*** Opening of Text block ***
One of the most surprising things that I learned at Flour was how much thought, effort, and energy goes into every piece of pastry, drink, and sandwich. Every employee works incredibly hard to make it seem like the process of getting your food is effortless. Most of this effortless appearance is due to the efficient system Flour has developed: one that has been modified to near perfection and is constantly improving even now.

Everything from where we decide to take your order to how we put in your drink order has been methodically considered. We never take your order until you have passed the refrigerated case, because then you’ll have had the chance to see the pastries. When you order a drink, we put the cup on top of the espresso machine, yell “drink up” so the person making drinks hears, and retrieve every ingredient needed beforehand to speed up the process. In addition, each sandwich and pastry ingredient is added only after it goes through countless testing phases, and pastries are displayed such that there is never any empty space between them and allergy-specific items are kept apart.

I believe that most of this insistence on quality is due to the incredible and inspirational owner, Joanne Chang. Years after graduating with a degree in Applied Mathematics and Economics from Harvard, Joanne opened up Flour in the South End of Boston. Now, 16 years and a few new Flour locations later, Joanne has made a name for herself in the world of professional baking.

The first time I met Joanne was during my interview for the company, and it was only for a few seconds. However, the next time I saw her a week later, she greeted me without missing a beat.
*** Close of Text block ***
*** Opening of Records shown ***
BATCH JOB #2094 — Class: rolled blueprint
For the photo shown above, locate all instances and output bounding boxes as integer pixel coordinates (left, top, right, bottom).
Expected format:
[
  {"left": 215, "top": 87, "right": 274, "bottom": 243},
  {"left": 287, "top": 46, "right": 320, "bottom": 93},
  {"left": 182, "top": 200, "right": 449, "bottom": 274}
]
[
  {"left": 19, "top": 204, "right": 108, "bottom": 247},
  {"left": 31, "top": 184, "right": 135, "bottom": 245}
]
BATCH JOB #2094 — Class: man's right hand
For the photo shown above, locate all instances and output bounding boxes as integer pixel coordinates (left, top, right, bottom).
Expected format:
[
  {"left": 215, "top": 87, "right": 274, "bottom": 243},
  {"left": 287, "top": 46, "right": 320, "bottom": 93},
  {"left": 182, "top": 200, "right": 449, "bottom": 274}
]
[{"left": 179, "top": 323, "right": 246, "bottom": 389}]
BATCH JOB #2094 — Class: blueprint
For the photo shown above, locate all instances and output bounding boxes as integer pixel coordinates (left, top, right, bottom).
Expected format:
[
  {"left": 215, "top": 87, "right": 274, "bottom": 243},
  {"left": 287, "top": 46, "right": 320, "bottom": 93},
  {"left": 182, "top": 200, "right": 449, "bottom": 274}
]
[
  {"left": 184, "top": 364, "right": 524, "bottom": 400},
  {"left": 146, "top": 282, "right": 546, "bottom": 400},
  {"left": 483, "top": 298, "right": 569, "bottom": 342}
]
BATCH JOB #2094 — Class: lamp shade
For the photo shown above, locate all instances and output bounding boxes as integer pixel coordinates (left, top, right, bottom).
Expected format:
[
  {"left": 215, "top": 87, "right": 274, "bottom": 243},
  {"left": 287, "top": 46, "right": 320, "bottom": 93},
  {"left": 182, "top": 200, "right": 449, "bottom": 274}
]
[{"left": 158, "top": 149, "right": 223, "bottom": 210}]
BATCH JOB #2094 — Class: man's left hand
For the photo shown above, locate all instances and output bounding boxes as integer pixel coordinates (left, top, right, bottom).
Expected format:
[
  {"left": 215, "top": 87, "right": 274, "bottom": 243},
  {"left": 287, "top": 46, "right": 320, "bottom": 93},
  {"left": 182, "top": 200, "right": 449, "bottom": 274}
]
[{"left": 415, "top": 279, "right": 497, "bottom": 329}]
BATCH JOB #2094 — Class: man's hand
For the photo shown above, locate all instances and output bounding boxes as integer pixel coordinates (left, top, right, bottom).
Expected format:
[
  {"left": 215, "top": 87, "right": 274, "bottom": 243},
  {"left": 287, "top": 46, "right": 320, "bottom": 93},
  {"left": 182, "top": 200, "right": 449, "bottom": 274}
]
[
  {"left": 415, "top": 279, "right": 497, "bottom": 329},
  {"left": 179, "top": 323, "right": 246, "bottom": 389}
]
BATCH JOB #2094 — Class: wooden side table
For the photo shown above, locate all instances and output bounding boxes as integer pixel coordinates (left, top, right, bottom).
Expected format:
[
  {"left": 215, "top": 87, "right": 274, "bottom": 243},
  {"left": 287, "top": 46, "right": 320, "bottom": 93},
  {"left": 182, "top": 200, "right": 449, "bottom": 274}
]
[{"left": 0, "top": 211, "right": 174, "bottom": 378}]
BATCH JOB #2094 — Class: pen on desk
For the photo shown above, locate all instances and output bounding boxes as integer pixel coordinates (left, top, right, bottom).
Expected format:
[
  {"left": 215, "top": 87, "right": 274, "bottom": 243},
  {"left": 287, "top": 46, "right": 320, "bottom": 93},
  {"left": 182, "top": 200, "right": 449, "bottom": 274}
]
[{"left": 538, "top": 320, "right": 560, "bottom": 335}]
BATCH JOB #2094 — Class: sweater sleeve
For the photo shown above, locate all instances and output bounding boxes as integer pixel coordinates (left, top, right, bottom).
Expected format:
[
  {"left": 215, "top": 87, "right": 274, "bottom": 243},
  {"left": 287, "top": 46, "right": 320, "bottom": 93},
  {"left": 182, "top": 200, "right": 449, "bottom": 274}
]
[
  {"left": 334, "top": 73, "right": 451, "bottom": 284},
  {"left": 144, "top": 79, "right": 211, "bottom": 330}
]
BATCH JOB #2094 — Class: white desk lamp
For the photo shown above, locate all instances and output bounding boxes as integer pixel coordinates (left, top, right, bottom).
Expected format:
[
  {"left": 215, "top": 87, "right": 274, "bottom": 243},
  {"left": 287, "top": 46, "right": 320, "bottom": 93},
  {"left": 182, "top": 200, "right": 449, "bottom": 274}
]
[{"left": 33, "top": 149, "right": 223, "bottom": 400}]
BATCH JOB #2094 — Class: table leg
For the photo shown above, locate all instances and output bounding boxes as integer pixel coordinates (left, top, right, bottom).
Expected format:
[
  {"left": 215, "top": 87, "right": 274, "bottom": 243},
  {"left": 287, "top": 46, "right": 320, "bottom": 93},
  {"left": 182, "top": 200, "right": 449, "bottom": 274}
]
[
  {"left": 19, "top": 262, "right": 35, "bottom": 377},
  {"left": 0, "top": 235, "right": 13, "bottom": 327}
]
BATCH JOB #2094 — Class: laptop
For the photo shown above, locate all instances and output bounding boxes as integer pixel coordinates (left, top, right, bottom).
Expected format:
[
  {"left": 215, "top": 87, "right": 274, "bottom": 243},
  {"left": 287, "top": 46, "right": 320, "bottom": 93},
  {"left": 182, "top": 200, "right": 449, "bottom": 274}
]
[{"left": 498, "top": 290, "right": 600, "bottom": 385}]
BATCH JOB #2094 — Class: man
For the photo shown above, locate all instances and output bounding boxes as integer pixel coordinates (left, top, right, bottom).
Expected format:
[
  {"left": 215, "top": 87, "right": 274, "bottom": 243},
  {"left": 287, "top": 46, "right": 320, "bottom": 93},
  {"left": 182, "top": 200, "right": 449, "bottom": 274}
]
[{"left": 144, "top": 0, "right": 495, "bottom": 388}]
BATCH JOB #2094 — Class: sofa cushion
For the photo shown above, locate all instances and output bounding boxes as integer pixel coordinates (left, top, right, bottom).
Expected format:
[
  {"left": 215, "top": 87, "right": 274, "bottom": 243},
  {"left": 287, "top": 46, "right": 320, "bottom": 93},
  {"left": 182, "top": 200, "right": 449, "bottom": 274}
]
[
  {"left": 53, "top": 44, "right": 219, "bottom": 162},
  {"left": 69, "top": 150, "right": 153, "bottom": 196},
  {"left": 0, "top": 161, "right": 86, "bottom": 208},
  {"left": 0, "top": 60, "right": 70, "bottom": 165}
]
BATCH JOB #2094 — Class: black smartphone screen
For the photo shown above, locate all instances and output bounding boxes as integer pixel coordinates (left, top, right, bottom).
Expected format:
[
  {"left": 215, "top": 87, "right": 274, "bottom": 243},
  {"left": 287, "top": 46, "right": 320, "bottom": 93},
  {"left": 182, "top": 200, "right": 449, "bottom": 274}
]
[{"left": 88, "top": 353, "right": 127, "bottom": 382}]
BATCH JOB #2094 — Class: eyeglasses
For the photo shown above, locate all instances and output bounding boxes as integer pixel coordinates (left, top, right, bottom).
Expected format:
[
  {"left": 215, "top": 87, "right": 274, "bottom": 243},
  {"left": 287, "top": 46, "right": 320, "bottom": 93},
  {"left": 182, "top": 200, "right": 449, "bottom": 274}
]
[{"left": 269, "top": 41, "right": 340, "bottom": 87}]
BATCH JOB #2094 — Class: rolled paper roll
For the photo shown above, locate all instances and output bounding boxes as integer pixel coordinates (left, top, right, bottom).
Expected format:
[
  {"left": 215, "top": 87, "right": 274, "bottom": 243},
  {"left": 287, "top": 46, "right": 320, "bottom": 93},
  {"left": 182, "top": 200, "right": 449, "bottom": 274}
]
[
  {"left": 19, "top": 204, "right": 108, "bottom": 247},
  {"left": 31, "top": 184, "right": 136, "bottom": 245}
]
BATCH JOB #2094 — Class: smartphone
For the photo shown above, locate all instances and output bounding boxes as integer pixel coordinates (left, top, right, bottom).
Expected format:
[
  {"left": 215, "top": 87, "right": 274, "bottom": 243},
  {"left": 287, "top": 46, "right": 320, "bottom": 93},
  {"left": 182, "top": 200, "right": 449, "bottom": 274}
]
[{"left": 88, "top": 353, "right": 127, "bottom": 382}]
*** Close of Records shown ***
• _Problem description_:
Can you reproduce, word for word, the part of the Flour bakery text that starts at "Everything from where" and stops after "are kept apart."?

• _Exercise answer_:
Everything from where we decide to take your order to how we put in your drink order has been methodically considered. We never take your order until you have passed the refrigerated case, because then you’ll have had the chance to see the pastries. When you order a drink, we put the cup on top of the espresso machine, yell “drink up” so the person making drinks hears, and retrieve every ingredient needed beforehand to speed up the process. In addition, each sandwich and pastry ingredient is added only after it goes through countless testing phases, and pastries are displayed such that there is never any empty space between them and allergy-specific items are kept apart.